§ **To do**
Pick out every line of the material below that contains the string "arched", and copy each such line in full.

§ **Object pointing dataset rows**
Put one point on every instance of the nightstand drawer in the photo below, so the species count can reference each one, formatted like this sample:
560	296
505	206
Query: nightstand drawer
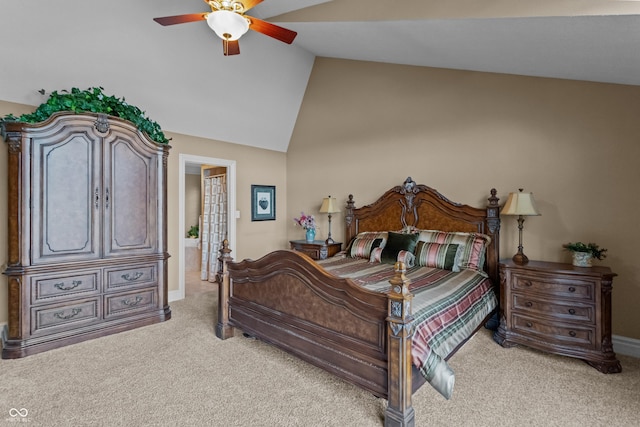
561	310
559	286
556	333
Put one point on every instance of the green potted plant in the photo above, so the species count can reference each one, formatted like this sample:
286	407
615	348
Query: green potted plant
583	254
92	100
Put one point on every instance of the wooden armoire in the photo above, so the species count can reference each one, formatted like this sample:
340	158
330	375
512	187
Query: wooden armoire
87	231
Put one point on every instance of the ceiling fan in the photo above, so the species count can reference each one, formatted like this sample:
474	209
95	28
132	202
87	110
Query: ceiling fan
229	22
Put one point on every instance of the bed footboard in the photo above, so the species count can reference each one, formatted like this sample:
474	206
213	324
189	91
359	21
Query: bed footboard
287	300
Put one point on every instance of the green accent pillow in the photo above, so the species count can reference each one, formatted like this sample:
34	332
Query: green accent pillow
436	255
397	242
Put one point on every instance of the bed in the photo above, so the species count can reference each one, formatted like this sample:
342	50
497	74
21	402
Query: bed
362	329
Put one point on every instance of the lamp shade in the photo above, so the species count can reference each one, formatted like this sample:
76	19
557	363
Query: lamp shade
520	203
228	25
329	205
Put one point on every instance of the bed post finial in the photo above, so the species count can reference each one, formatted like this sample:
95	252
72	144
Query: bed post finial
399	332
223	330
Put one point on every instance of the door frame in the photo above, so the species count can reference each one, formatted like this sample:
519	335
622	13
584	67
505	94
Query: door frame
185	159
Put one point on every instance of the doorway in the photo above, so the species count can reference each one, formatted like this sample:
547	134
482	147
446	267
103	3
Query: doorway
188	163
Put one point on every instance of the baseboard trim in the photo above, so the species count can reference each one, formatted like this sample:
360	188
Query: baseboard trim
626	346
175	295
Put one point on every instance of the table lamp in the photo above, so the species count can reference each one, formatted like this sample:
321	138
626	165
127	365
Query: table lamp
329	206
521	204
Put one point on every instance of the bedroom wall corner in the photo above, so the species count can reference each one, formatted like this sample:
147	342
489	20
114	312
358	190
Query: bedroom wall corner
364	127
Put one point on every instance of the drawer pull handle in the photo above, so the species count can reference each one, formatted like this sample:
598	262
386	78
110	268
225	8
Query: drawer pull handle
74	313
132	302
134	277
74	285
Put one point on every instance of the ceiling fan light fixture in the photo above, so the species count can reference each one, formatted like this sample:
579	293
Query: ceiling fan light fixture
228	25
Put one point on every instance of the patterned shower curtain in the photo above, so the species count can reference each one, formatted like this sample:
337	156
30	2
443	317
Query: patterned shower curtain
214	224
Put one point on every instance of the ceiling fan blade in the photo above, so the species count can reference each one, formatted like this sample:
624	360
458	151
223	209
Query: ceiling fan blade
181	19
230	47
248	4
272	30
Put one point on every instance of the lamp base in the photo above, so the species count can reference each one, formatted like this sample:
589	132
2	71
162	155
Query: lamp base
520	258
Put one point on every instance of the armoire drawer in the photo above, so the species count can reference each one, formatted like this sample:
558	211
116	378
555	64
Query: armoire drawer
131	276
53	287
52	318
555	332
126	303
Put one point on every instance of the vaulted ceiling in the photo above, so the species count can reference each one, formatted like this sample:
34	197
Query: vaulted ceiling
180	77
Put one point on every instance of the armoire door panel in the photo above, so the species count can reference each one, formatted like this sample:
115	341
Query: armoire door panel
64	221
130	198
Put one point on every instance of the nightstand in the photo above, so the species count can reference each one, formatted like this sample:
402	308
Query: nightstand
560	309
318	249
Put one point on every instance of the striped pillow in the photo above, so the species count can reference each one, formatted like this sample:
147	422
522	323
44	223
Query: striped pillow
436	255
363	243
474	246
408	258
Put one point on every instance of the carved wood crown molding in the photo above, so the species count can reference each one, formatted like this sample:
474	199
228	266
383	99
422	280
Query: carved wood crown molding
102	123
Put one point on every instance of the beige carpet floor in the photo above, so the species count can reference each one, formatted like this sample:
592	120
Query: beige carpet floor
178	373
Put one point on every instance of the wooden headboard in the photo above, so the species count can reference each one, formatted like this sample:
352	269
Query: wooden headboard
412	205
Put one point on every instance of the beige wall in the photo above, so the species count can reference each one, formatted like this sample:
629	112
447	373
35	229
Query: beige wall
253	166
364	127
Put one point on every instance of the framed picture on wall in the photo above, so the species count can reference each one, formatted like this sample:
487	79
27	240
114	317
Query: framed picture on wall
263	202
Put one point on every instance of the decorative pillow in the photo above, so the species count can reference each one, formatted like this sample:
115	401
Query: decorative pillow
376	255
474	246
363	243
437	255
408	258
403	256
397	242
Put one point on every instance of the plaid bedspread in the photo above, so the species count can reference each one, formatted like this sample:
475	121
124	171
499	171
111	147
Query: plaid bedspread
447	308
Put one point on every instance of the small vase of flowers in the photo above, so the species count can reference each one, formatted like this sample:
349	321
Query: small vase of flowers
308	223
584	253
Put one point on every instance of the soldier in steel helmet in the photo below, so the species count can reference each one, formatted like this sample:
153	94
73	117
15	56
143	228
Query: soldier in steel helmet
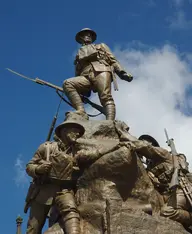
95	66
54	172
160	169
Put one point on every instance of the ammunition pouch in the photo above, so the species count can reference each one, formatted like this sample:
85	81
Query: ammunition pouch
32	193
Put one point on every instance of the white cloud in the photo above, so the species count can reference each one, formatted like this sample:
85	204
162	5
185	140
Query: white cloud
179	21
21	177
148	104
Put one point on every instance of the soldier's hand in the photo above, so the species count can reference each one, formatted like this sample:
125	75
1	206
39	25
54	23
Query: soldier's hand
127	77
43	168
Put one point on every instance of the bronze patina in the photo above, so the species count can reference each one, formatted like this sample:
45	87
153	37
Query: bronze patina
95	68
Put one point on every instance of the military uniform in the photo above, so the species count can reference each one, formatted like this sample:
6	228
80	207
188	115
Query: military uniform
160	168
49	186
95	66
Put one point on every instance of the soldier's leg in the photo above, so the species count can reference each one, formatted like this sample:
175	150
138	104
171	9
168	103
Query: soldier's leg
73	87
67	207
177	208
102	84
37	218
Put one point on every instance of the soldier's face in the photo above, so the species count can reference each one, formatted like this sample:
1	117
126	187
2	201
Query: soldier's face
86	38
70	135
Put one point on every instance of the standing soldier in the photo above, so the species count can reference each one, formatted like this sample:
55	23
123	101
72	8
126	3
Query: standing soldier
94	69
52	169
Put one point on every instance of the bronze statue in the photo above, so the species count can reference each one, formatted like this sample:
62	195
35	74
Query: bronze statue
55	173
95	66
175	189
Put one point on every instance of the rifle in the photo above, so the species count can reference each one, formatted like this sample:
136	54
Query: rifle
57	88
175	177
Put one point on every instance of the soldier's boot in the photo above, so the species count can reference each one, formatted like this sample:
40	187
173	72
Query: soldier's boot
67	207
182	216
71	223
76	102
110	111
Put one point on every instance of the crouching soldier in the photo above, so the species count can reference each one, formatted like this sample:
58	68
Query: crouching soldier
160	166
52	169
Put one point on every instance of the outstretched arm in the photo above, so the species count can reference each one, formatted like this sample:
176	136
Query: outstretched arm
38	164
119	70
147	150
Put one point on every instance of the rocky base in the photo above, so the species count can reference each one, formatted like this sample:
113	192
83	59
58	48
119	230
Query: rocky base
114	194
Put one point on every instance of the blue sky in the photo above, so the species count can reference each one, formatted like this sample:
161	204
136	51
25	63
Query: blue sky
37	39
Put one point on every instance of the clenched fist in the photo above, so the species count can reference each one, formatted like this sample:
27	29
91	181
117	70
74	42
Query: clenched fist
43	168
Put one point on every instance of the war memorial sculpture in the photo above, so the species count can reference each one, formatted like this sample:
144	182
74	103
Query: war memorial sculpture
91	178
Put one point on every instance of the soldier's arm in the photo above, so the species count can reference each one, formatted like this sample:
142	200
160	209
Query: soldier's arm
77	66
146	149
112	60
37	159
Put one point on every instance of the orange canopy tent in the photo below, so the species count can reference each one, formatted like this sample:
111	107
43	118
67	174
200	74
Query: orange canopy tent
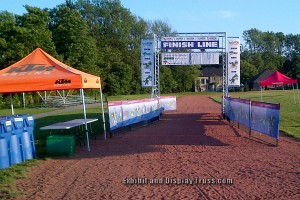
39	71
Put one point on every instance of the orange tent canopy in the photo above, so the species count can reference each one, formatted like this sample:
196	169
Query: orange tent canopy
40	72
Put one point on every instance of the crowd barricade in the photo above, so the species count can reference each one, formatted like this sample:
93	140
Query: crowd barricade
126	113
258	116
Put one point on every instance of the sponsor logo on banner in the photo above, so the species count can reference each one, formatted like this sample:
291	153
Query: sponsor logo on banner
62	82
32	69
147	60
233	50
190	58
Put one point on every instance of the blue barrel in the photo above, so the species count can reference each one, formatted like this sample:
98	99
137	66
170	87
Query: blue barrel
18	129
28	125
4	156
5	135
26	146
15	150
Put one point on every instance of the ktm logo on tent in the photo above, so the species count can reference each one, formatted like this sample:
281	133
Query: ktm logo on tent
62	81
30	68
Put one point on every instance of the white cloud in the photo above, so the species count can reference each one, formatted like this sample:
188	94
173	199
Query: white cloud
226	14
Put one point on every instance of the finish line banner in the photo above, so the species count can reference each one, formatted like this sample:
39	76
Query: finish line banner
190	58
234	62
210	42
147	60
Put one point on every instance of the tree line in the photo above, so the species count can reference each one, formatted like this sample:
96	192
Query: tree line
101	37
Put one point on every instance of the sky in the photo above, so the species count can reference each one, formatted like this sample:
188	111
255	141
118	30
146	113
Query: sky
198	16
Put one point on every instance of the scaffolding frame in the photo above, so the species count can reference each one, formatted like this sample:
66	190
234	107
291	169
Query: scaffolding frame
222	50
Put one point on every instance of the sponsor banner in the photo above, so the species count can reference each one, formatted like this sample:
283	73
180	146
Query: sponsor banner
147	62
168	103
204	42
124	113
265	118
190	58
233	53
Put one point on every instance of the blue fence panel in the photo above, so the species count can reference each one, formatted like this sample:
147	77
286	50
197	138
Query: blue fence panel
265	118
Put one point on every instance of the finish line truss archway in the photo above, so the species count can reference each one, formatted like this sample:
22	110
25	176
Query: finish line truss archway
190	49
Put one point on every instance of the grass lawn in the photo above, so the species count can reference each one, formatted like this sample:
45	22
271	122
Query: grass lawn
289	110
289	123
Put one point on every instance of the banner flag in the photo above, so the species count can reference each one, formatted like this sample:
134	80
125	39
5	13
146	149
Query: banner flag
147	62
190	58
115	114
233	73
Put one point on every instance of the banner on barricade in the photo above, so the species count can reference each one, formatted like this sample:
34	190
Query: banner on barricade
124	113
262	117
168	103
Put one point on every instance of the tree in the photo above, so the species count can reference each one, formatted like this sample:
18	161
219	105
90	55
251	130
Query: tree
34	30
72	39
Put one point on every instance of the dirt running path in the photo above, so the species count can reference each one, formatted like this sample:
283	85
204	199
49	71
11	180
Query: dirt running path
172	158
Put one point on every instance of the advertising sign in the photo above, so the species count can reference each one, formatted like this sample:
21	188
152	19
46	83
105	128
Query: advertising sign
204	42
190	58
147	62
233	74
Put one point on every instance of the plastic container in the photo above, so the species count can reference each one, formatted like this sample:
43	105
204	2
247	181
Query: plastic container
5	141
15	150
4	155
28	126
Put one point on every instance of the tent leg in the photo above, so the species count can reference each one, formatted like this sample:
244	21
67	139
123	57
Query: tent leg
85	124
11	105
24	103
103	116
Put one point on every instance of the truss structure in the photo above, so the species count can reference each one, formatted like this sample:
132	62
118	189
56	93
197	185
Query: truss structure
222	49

--

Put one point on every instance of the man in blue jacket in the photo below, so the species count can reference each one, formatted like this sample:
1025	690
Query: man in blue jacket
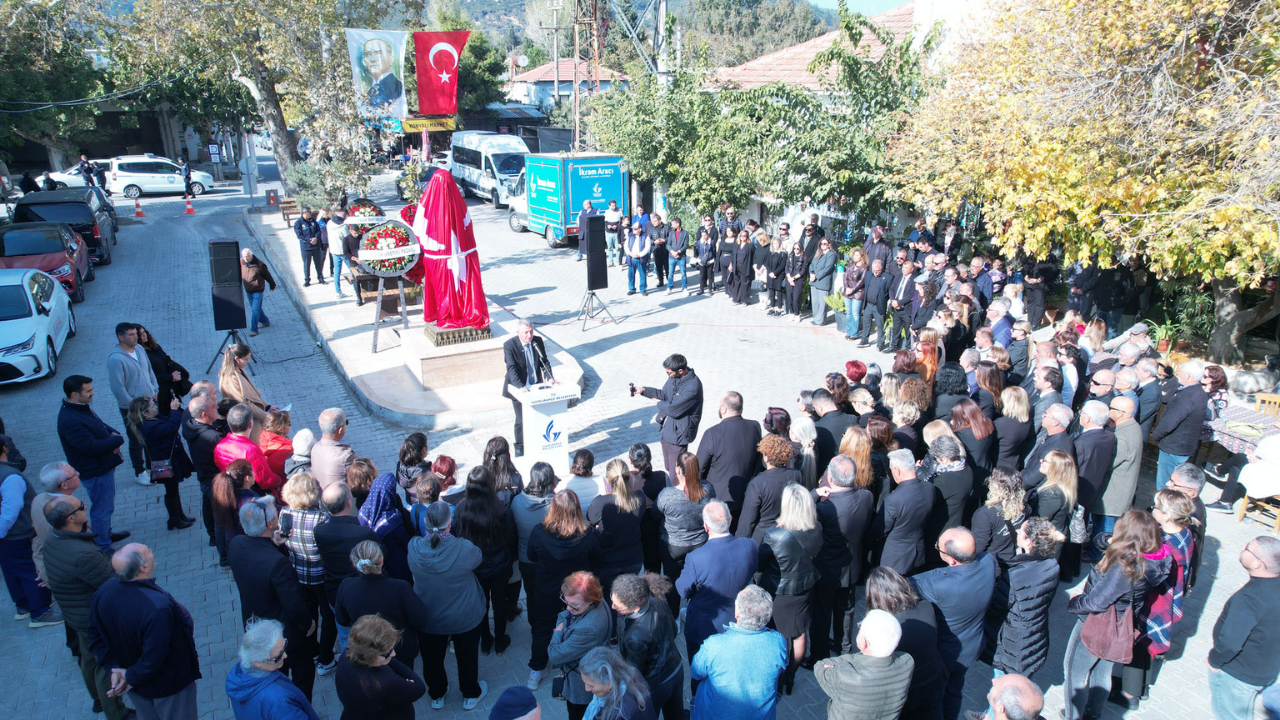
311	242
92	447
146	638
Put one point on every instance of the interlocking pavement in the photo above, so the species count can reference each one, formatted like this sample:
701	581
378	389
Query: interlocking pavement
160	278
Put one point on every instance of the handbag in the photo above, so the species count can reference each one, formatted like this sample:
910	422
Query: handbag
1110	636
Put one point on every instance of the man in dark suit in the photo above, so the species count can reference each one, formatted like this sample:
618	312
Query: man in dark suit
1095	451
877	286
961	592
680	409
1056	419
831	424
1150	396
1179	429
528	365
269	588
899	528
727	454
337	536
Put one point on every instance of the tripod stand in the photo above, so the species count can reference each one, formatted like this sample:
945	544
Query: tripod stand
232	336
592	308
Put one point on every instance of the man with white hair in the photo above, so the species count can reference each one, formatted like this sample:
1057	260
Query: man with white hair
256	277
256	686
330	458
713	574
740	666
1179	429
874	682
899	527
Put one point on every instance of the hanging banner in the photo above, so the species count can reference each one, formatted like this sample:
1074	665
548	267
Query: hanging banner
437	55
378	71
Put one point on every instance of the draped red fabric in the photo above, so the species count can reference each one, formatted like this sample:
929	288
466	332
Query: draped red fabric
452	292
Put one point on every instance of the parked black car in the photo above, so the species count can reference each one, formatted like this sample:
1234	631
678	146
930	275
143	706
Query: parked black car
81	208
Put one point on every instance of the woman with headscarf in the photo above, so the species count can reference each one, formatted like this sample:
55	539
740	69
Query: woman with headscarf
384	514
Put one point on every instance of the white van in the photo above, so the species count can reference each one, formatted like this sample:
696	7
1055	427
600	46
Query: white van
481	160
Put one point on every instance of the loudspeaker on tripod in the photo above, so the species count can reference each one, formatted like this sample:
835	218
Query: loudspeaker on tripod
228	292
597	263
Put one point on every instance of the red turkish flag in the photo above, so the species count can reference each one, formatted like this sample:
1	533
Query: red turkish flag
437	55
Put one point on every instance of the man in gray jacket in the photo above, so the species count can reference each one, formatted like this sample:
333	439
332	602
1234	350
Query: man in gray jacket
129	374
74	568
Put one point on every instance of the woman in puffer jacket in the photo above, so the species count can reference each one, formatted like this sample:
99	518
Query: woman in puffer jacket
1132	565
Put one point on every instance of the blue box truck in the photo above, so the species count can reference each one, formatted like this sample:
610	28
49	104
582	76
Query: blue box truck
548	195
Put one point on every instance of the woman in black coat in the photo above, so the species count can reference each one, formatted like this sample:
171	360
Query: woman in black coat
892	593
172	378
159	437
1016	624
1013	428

---

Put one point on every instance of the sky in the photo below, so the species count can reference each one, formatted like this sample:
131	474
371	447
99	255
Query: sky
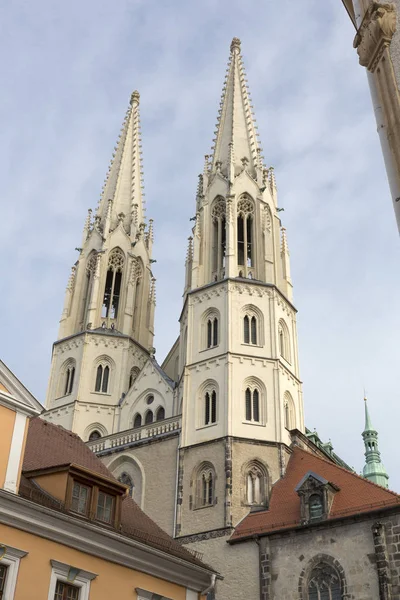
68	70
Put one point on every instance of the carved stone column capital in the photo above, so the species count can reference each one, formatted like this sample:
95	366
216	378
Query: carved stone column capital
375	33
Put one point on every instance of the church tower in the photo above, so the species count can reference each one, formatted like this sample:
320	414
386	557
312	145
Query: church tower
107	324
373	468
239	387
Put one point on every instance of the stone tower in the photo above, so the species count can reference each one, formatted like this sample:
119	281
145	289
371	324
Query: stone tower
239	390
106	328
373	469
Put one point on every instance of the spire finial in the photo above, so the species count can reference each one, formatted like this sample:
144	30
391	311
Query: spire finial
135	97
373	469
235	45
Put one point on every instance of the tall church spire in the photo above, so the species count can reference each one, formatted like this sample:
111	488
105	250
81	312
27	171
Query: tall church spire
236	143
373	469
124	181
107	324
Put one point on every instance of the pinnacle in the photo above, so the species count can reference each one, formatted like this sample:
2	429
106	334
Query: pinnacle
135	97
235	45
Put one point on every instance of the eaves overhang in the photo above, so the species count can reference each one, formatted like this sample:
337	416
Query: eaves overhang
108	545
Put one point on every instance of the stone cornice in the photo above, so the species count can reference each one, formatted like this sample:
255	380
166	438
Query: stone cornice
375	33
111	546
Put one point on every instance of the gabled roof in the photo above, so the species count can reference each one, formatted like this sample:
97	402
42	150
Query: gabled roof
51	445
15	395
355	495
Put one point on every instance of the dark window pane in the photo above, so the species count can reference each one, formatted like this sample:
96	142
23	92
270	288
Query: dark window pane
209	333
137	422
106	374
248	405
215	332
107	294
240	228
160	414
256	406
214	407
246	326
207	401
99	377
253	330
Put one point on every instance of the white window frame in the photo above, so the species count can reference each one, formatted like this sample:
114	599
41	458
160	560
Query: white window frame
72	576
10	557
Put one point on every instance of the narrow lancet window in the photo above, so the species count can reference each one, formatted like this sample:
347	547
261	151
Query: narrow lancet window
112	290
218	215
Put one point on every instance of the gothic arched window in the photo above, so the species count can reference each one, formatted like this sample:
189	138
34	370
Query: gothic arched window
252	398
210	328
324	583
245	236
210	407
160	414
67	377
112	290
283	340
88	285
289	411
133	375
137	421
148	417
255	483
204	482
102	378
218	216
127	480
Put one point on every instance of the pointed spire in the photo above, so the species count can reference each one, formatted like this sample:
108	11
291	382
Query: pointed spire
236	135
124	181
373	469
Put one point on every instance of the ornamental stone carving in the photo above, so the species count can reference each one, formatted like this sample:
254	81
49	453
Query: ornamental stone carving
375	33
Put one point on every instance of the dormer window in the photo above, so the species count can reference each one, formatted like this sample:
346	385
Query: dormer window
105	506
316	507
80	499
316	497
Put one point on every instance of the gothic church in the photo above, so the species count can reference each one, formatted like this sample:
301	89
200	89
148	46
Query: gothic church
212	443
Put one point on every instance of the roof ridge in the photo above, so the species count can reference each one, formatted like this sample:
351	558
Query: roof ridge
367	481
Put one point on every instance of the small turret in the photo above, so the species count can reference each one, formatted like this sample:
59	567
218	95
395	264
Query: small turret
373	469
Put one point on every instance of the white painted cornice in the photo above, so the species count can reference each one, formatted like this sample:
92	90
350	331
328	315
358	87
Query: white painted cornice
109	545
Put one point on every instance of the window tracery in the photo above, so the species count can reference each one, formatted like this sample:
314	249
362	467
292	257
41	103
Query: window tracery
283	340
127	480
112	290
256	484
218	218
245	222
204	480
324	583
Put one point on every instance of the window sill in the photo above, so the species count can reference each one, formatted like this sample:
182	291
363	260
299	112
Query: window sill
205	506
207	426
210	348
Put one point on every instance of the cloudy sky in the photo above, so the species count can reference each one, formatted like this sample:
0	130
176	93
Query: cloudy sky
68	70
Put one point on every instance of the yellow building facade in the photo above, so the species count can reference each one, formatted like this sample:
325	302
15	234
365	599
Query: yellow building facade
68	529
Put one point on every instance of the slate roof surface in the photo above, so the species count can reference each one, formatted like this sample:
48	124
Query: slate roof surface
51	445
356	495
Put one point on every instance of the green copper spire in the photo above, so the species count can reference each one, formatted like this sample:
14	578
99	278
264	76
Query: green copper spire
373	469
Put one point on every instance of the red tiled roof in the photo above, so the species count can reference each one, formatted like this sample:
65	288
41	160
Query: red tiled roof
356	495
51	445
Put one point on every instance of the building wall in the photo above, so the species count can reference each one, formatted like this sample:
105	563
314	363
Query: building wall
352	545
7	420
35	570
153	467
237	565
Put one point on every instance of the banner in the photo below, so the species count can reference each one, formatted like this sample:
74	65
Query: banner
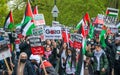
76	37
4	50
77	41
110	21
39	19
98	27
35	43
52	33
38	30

§ **Answer for this exercise**
Put one point on every instance of the gothic arched window in the photo above, so the species count can reference each one, formatted like this sample:
Query: gothic arched window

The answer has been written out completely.